Goal: Rewrite the rows starting at the line that contains "the window frame." and ending at the line that contains "the sofa armrest.", swapping "lamp base" for "lamp stand" and leaving everything else unchanged.
--- BEGIN Provided entries ---
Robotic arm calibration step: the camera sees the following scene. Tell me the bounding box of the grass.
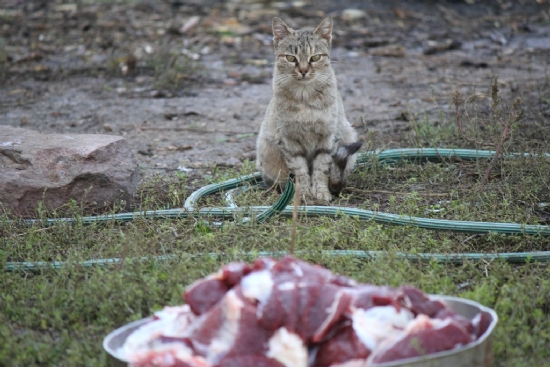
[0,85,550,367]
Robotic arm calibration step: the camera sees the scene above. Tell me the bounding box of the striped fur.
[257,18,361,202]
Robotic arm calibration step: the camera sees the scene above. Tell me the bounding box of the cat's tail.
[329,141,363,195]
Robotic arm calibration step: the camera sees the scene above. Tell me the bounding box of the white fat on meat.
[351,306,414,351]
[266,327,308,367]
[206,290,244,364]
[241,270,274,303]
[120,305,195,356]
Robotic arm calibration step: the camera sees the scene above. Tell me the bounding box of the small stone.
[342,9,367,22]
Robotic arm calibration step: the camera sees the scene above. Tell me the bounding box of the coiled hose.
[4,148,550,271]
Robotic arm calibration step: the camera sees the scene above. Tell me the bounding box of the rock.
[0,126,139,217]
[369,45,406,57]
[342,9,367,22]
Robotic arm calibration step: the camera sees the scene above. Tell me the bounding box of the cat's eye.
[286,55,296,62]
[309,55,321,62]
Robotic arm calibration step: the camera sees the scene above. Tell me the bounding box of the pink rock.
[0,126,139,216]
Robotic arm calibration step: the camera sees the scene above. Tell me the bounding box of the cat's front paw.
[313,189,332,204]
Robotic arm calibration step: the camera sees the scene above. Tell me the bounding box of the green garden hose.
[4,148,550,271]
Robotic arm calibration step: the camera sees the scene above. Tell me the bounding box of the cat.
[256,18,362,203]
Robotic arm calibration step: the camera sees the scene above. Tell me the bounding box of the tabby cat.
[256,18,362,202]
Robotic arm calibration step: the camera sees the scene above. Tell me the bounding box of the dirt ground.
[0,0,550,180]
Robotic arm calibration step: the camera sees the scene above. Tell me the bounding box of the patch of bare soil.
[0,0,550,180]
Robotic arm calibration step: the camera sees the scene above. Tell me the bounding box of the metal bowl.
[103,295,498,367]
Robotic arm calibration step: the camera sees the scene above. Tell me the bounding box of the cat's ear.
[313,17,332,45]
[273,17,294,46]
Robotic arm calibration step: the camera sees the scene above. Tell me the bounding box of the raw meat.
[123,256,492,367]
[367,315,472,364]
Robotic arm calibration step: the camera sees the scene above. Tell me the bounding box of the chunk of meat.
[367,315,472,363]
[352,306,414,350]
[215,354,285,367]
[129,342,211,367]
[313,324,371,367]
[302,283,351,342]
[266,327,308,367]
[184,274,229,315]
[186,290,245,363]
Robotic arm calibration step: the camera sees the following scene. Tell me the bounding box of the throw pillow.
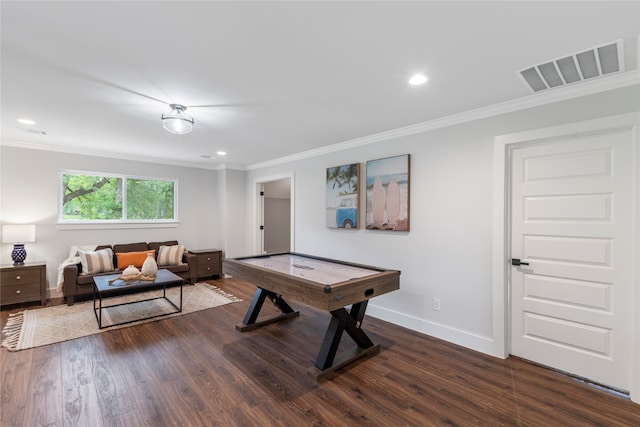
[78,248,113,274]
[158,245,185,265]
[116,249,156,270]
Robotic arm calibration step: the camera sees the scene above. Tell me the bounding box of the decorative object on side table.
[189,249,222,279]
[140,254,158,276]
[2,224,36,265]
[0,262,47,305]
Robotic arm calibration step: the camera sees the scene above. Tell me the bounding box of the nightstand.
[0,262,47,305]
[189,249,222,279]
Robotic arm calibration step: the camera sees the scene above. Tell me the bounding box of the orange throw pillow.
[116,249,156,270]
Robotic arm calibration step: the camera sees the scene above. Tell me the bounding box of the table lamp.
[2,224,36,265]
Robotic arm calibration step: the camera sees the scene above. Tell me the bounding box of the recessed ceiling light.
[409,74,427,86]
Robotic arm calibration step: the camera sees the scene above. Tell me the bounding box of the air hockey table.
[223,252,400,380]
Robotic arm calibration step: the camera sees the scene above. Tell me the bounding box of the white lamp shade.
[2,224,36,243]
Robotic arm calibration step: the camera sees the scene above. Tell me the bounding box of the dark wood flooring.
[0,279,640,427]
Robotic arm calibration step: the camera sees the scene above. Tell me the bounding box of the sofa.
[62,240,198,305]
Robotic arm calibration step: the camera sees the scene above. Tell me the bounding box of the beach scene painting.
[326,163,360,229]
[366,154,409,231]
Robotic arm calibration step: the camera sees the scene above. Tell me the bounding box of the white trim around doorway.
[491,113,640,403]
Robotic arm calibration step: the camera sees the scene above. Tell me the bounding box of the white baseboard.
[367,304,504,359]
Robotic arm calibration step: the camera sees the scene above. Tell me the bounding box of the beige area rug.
--- END Provided entries ---
--- BEGIN Provided entries ---
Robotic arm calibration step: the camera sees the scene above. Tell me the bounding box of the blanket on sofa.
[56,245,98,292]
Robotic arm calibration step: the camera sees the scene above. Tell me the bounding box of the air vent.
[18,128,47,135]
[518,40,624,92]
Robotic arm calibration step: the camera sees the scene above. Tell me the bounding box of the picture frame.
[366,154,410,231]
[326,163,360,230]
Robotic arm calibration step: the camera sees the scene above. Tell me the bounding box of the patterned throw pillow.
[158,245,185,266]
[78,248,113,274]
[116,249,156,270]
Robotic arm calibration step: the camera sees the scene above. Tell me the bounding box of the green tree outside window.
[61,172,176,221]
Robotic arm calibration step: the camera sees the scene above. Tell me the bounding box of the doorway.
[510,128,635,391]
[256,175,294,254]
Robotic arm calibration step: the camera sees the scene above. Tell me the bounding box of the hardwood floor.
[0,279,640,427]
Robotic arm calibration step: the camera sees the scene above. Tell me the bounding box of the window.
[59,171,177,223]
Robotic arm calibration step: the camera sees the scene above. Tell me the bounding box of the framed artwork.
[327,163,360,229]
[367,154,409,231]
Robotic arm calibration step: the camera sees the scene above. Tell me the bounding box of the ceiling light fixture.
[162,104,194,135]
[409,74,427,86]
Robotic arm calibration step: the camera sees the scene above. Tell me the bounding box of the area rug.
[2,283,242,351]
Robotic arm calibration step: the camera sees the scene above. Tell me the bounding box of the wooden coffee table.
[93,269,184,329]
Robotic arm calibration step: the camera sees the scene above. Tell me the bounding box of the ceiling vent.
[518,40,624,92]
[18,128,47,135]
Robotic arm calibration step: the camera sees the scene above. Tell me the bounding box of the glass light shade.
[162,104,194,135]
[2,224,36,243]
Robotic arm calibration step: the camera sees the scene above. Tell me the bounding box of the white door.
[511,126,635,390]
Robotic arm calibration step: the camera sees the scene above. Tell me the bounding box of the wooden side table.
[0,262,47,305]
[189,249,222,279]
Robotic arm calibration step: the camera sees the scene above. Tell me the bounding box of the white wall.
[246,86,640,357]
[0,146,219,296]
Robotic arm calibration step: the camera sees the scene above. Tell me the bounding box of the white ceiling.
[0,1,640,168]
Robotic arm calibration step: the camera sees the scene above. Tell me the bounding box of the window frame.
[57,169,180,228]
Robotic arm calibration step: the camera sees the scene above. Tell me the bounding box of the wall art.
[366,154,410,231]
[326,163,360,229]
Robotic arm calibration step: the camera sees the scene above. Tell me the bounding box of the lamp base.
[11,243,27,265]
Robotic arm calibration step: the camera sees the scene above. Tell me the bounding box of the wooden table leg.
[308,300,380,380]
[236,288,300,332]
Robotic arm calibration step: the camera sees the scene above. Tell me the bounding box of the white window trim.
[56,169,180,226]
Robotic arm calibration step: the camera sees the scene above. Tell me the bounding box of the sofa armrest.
--- END Provided entries ---
Response:
Robotic arm calibration step: the camera sees the scene above. Tell me the bounding box of the window frame.
[57,169,180,228]
Robotic arm calibration step: the camera sees the scene above. Tell me the bounding box of the wall art.
[366,154,410,231]
[326,163,360,229]
Robotic arm calibration step: the camera sees the scene above. Tell me the bounding box of the lamp stand.
[11,243,27,265]
Robotic arm calibration step: the camera sees the scene above. Tell me the bounding box of the wooden table leg.
[308,300,380,380]
[236,288,300,332]
Robotic arm calibration step: the camera sees the scene above. Tell me the bounding box of the white window trim.
[56,169,180,226]
Robotic arm calibration step: the camera sees the scene above. Tell me the bounding box of the sofa armrest.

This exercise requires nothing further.